> **What is required**:
Look through the listing for the string "soldier" and copy out every line that holds it.

> **Supplied records**:
──────────────────────────────
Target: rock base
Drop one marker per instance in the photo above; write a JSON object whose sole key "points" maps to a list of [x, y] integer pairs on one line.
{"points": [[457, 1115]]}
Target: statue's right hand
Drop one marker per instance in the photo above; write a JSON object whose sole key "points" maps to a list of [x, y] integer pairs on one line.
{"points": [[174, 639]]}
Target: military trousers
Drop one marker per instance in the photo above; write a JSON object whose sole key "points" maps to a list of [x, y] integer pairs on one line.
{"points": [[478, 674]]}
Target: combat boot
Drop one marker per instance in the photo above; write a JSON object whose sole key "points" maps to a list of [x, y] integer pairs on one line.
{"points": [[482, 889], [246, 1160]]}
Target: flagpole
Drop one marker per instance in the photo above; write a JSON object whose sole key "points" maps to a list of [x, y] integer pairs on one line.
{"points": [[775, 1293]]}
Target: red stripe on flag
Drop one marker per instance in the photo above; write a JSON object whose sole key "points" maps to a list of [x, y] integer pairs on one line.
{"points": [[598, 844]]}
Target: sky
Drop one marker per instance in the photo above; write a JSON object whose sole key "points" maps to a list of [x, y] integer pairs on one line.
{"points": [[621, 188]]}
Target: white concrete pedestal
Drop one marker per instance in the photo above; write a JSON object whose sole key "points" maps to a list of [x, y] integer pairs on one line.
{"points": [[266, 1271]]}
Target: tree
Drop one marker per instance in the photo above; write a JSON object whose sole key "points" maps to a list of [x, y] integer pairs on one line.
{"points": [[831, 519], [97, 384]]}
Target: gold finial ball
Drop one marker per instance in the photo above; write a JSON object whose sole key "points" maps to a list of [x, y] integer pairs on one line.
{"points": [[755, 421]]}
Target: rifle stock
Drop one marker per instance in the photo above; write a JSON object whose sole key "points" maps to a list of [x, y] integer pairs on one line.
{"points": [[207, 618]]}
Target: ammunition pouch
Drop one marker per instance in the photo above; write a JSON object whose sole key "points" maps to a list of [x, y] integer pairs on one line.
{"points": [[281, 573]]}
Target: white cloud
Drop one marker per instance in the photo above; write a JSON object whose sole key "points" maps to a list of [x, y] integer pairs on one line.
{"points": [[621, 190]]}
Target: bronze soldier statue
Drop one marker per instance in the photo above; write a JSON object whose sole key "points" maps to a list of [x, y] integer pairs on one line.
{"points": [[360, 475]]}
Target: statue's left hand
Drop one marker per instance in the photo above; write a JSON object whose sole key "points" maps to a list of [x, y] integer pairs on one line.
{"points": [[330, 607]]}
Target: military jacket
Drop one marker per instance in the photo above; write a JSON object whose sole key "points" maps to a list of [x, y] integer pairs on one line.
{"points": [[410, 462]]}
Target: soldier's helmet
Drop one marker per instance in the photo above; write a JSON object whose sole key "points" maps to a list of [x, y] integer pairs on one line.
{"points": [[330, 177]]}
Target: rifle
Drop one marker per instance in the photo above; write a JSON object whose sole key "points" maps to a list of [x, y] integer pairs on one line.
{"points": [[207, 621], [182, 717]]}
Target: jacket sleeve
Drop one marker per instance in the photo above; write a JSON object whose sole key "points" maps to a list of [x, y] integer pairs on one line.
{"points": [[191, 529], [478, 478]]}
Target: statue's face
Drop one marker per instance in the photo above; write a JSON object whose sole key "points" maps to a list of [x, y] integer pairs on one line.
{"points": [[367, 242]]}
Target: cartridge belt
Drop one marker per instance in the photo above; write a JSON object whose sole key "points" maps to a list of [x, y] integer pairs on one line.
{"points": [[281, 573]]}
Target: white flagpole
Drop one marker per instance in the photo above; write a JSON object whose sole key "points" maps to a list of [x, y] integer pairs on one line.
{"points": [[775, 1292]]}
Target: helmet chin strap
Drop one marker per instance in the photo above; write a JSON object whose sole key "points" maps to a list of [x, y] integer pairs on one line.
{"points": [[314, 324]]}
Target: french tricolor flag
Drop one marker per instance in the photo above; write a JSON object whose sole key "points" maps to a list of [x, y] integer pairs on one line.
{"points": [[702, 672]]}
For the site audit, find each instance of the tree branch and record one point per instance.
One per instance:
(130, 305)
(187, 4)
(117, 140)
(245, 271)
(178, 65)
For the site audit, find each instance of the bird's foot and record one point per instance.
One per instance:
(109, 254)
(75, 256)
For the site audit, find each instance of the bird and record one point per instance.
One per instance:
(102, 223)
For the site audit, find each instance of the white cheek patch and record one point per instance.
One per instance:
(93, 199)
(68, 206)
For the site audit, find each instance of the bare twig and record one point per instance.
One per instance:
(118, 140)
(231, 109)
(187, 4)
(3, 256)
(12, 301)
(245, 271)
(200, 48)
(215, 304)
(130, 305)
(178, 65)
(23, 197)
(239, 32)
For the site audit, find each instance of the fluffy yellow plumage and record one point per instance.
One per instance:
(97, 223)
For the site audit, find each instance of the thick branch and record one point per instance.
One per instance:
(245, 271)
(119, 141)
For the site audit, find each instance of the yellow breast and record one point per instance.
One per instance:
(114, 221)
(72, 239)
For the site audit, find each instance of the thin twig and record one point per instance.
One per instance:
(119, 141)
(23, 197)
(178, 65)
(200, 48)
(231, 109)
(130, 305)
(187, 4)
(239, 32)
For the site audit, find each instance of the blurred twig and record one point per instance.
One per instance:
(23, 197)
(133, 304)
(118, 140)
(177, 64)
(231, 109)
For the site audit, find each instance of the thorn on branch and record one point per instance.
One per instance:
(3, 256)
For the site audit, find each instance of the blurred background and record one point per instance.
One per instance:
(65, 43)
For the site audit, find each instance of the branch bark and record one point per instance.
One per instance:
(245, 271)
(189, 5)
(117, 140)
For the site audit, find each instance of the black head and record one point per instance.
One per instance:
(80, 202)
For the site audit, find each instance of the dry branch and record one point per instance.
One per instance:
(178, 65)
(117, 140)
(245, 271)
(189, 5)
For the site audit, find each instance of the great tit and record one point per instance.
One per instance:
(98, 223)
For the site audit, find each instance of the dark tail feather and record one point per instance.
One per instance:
──────────────────────────────
> **Response to the exercise**:
Target: bronze soldier statue
Target: soldier's helmet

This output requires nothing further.